### What to do
Please pull out every line below that contains the word "water" and copy each one in full.
— START Given records —
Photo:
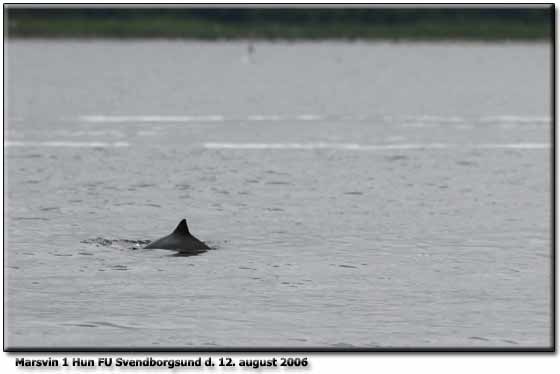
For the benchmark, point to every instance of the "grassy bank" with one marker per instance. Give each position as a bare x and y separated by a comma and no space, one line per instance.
270,24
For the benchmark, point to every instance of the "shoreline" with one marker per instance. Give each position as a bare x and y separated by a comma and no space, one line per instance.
209,31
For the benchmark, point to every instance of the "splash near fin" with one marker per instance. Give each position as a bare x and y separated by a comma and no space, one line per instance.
182,228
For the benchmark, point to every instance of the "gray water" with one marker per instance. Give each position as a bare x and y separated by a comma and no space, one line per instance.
354,194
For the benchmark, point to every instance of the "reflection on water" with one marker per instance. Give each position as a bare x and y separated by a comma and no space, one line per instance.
358,194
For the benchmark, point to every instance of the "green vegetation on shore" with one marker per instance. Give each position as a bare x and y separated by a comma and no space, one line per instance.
282,23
— END Given records —
### Task answer
For the benchmark, point to every instance of the "gray water" with one marker per instance. Give each position as a bare x and y separated by a comma and no space, one line per instance.
For the benchmark, point to every instance of the "reflection on water" with one marker per instance. Give each position as a bare x and y separated by a comma and no space, one line per instance.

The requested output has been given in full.